• Passage given:

-- start --

[INDOLOGY] Supporting each other in public

Koenraad Elst koenraad.elst at gmail.com
Sun Jun 30 00:27:24 UTC 2019


Dear listfolk,

About Copernicus, I knew very well that he didn't live to see the
reaction to his theory, and I had always learned that that was on
purpose: he knew his theory was unorthodox and risked repression from
his own employer, the Church. That doesn't make him a bad example of
the only thing for which I used him as an example, viz. being a
minority of one and still being right.

Then Patricia's screaming political tirade. It didn't take long for us
all to receive an example of the "kindness" and "fellow-feeling" that
Dominik waxed so eloquent about. Those list members who are allergic
to politics and waiting for an occasion to blame me for the dirtying
of their list with politics: please note where this injection of
politics has come from. The whole letter consists in a favourite
debating tactic among people who don't know a given subject, viz. to
divert attention away from it, here mainly with the SJW rhetorical
tactic par excellence: guilt by association.

Note first of all that none of the specifically Indological points I
made has been addressed. Instead we are treated to a list of SJW
jargon unrelated to India, much of which was unknown to me and
certainly also to many other list members. Thus, "gaslighting" seems
to mean, according to the article she refers to: "disingenuously
redefining a concept beyond recognition". I have no idea which part of
my message this could refer to, I certainly have never consciously
done such a thing. And I know for sure that she has no way of knowing
that my allegedly doing this was "disingenuous": you may see what
someone does, but for his motive behind this action, you need either
his own statement of motive, which in this case I have never given; or
you have to have telepathic powers. I didn't know we had paranormally
gifted people on this list (or superstitious people only believing
that they can read others' minds). Then again, with a teacher of the
History of Yoga, we should be ready for some siddhis. And come to
think of it, maybe some other Yoga Sutra virtues too, like
self-control and friendliness, not quite in evidence here.

It is really rich to be accused of "victimization" by someone who has
just volunteered a message almost entirely about her own victimization
at Nalanda. By the way, it was unfair for her to be fired so unkindly,
but it was first of all a great privilege for such a junior scholar to
be nominated to this teaching post as a meant-to-be-prestigious
international university; I know quite a few Indian whiz kids who have
been totally excluded from careers in the Humanities because they were
classified as "right-wing", in India merely a code for "non-suicidally
Hindu". I don't indulge in victimhood talk, her own SJW crowd is so
much better at it; but it is simply a verifiable fact that I have been
excluded or disinvited numerous times. The exclusion that she bitterly
complains about for having lived through it once, I have experienced
many times. And that is not a "right-wing tactic", a figment of her
own conspiratorial worldview, but a naked fact. Most of us here are
scholars, for whom facts are sacred. Are you really one of us,
Patricia?

-- end --

• Data excerpts:
-- start --

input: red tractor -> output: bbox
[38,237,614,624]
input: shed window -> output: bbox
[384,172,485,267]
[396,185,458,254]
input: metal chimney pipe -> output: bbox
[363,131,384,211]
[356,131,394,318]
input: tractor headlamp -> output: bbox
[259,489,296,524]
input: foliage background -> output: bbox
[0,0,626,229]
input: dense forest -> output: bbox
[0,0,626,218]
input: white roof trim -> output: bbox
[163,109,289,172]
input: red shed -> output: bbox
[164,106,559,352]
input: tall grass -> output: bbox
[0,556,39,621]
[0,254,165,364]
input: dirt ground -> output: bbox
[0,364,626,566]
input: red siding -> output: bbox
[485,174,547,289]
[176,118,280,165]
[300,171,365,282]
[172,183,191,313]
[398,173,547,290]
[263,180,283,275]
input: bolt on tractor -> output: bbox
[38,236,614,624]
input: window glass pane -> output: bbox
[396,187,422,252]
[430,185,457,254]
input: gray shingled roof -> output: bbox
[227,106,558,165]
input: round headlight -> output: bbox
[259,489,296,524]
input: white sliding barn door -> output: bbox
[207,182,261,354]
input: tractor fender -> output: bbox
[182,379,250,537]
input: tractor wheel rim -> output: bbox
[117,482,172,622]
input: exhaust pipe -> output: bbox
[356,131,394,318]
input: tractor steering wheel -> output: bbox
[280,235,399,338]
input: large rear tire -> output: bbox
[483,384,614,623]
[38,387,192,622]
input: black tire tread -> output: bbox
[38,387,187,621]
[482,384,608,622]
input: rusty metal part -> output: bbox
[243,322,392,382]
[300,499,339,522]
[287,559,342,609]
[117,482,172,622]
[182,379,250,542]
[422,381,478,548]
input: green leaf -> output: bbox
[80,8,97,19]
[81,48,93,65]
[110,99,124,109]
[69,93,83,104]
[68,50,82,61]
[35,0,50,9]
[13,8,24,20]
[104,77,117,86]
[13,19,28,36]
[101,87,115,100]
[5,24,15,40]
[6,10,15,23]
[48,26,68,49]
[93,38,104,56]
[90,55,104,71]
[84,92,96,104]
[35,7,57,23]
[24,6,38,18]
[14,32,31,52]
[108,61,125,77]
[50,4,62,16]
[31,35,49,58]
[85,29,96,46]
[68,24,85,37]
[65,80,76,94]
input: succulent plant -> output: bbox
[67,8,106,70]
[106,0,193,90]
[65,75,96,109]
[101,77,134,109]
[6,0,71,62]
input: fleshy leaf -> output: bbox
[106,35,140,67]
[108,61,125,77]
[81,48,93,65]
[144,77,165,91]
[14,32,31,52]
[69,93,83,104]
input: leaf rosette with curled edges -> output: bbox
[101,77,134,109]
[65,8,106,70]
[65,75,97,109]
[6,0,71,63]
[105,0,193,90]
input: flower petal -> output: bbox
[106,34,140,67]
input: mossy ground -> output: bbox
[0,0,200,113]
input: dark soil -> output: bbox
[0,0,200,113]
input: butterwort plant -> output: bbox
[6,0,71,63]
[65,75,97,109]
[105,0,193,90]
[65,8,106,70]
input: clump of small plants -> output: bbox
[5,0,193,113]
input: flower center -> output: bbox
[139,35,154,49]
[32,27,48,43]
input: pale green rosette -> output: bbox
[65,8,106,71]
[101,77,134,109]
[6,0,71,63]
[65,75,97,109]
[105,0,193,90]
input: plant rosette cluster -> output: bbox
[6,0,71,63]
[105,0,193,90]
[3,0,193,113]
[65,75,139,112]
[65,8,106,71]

-- end --

• Exercise set:
1. In the Indology list message, what does the writer say was the only thing he used Copernicus as an example of?
2. According to the Indology list message, why does the writer say Patricia cannot know that he acted "disingenuously"?
3. Write the next part of the Indology list message, starting right after its final sentence.
Nothing asked here depends on the items.

• Answers to each task:
1. Being a minority of one and still being right.

2. One can see what someone does, but knowing the motive behind it requires either that person's own statement of motive or telepathic powers. The writer says he has never given such a statement, so she has no way of knowing his motive.

3.
Yes, I have been quoted by Anders Breivik. Well actually, no, I
haven't. His Manifesto reproduces many articles by other people, and
in two of those, I am being quoted. This looks like a shrill drama for
pedestrians who only read headlines, but scholars get to read the
whole story. I am the only person with the honour of figuring in the
Manifesto both in a positive and a negative role. Negatively, the
quoted pseudonymous author Fjordman takes me to task for arguing that
the Muslim demographic explosion in Europe need not be a cause for
worry. (Disagree with me, Patricia?) Positively, Breivik builds his
case against Islam by citing numerous testimonies about difficult
episodes in Islamic history, and this includes my own paper about the
Islamic renaming of the Hindu Koh (Hindu mountain) as Hindu Kush
(Hindu Slaughter). I have since then not been given any reason by
anyone to change anything in my paper
(https://koenraadelst.blogspot.com/2010/10/meaning-of-hindu-kush.html).
I stand by that paper, which restates verifiable facts, and these do
not change just because Breivik joins the many others who accept them.
Indeed, many unquestioned authorities in the field are quoted by him.
Briefly, Breivik had enough brains to figure out an issue and select
the best sources about it (such as Winston Churchill, the crucial
anti-Nazi), but he was a misguided fanatic, an illuminatus who thought
he knew it all better than even the political parties that shared his
concerns, and which he had given up on since for him, only armed
struggle was the answer. We may compare him to Abimael Guzman, the
Peruvian philosophy professor who founded the terrorist group Sendero
Luminoso and killed many more people. My general view on Breivik can
be read here: https://koenraadelst.blogspot.com/2011/07/if-only-anders-beirvik-had-read.html.

About Patricia Geller I don't know much, but I know Robert Spencer
personally, and he is an impeccable scholar who has beaten his critics
in debate many times. If any of you thinks you know his subject better
than he himself, I trust he is ready for an open debate. But what he
says and how good he says it, is not the point here. Freedom of speech
is universal, it is not limited to only those you agree with. Well,
for their free expression, they have been targeted by terrorists.
Fortunately, they had hired security (which the FBI wasn't ready to
provide), who succeeded in eliminating the attackers, though one guard
got "victimized" himself. That was of course done by the terrorists,
not by Geller & Spencer, who get the blame here. The terrorists, by
contrast, are shielded here by remaining unmentioned. There was talk
here about the neologism "Urban Naxal", which connects Left-wing
intellectuals with the terrorists they defend or make a common
political cause with. Well, here you get a ready-made example: the
terrorists try to kill scholars for their criticism of a religion
(which Karl Marx considered the beginning of all criticism), and a
Leftist professor seconds them with slander of and a false insinuation
against the victims. Reread your own words, Patricia: you are so eager
to rage against anyone you can associate with me that you actually
attack the victims of a terrorist attack.

No, I do not reduce everything to free speech issues. I have written
on numerous other topics, and fortunately for me, I don't normally
busy myself with answering SJW polemics. But here we happen to be
dealing with real free speech issues, including one that Patricia
brought up. When scholars, whether we like them or not, are attacked
by terrorists, it is our duty to stand with the targeted scholars, not
with the terrorists. And free speech is important: far from being a
"Right-wing tactic", it is indispensable for liberty and democracy. I
hope you all care about those.

Conclusion. Just after the listmaster tried to settle this commotion
peacefully but in a pro-Patricia sense, she herself badly blew it.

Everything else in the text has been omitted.